3.7. Tax amnesty as a means of fiscal populism

Taxation is per definition a bias. It may be expected, however, that the distorting effect of taxation on economic decisions is minimized in practice. From this perspective, proportionality in taxation can be preferred where the tax burden is in proportion to the taxpayer’s ability-to-pay. Progression in taxation is an alternative to proportionality. In this instance, the tax burden may be increased steeper than the taxpayer’s capacity to pay tax. This is to thwart the ideas of equality, and neutrality. It is aimed, however, at reaching more material equality after taxation.

The idea of lump-sum taxes goes even further. Departing from the normative structure of the liability to pay tax, these taxes also challenge the principle of legal certainty. Lump-sum taxes, presumptive taxes, redemption fees and similar fiscal schemes erode the hard core of fiscal legislation, that is, the second maxim of Adam Smith on the certainty of tax liability.

Tax amnesty is on edge with the design of the legal basis of tax liability. Tax amnesty provides an extra opportunity for a specified group of taxpayers to pay an amount in exchange for the release from common tax liability.

Excerpts from point annotation data
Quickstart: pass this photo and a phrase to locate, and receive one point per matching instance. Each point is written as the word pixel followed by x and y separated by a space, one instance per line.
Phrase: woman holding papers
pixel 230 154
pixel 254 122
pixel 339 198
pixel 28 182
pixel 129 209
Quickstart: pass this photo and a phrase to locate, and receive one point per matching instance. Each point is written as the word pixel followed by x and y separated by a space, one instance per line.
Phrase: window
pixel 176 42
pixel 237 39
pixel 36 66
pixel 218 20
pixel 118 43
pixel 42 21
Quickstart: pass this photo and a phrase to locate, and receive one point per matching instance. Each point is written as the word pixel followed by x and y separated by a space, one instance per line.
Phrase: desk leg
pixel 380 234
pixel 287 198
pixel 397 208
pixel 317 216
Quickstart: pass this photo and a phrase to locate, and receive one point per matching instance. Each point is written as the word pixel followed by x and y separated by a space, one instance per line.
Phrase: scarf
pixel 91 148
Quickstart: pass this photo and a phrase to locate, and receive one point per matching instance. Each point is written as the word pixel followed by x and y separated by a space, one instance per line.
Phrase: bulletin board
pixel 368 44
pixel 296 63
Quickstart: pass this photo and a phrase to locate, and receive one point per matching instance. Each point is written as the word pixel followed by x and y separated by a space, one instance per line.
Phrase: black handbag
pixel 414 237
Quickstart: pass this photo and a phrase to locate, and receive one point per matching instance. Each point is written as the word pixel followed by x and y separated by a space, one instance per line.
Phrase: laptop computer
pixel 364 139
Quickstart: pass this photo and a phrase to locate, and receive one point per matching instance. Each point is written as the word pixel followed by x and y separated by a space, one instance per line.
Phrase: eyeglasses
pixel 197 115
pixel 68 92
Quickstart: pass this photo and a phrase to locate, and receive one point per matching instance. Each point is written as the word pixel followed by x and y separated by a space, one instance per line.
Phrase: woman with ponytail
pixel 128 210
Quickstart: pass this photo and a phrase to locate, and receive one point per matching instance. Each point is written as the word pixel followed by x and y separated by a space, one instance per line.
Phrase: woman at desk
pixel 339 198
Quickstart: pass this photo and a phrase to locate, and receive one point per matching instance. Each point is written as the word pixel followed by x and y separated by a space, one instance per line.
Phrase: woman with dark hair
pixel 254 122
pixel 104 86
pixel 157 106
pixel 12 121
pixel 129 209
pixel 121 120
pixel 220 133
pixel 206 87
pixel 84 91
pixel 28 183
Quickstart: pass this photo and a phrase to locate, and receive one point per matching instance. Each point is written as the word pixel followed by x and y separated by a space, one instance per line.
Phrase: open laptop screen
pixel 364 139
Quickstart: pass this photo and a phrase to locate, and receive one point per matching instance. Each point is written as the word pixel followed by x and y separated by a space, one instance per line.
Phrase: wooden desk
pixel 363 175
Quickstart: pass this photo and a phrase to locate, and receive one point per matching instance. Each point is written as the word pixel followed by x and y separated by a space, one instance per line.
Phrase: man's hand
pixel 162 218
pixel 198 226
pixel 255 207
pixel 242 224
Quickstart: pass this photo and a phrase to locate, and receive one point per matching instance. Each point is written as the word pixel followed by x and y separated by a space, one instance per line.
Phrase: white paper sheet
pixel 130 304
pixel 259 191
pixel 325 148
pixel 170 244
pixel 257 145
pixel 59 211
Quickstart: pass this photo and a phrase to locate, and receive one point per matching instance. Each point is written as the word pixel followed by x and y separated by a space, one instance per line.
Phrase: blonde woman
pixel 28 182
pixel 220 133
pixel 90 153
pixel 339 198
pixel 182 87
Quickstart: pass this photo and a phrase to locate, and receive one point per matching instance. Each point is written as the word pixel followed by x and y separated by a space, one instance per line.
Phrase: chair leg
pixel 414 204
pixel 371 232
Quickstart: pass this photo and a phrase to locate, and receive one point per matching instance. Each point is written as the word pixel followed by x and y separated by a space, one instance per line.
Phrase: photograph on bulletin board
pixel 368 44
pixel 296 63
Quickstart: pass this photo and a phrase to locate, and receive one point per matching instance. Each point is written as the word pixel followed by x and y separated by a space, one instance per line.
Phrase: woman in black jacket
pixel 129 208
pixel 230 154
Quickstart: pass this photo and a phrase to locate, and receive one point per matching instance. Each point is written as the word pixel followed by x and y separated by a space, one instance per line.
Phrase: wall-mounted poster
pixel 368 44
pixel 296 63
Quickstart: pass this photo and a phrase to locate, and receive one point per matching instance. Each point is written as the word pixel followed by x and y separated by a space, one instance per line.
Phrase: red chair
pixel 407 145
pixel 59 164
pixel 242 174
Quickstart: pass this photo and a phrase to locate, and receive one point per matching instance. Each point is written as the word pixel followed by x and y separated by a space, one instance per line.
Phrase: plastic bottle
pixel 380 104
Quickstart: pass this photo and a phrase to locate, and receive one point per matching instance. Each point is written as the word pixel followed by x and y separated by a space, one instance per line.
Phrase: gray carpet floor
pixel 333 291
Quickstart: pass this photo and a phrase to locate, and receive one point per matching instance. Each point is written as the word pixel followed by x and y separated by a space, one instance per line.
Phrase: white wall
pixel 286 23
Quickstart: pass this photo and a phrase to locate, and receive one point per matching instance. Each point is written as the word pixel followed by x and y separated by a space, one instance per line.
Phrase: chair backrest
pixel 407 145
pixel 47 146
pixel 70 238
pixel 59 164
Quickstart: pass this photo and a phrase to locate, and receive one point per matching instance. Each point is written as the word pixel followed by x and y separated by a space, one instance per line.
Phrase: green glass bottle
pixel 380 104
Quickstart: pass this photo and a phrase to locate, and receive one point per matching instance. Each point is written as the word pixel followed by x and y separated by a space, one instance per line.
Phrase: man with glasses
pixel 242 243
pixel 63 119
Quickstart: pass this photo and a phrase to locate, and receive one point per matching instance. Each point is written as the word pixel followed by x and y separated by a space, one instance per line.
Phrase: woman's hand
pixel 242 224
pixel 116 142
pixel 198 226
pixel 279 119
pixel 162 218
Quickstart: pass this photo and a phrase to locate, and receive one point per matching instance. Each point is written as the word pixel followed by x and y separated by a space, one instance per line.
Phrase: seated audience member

## Description of the task
Reproduce the entire passage on tax amnesty and fiscal populism word for word.

## Expected output
3.7. Tax amnesty as a means of fiscal populism

Taxation is per definition a bias. It may be expected, however, that the distorting effect of taxation on economic decisions is minimized in practice. From this perspective, proportionality in taxation can be preferred where the tax burden is in proportion to the taxpayer’s ability-to-pay. Progression in taxation is an alternative to proportionality. In this instance, the tax burden may be increased steeper than the taxpayer’s capacity to pay tax. This is to thwart the ideas of equality, and neutrality. It is aimed, however, at reaching more material equality after taxation.

The idea of lump-sum taxes goes even further. Departing from the normative structure of the liability to pay tax, these taxes also challenge the principle of legal certainty. Lump-sum taxes, presumptive taxes, redemption fees and similar fiscal schemes erode the hard core of fiscal legislation, that is, the second maxim of Adam Smith on the certainty of tax liability.

Tax amnesty is on edge with the design of the legal basis of tax liability. Tax amnesty provides an extra opportunity for a specified group of taxpayers to pay an amount in exchange for the release from common tax liability.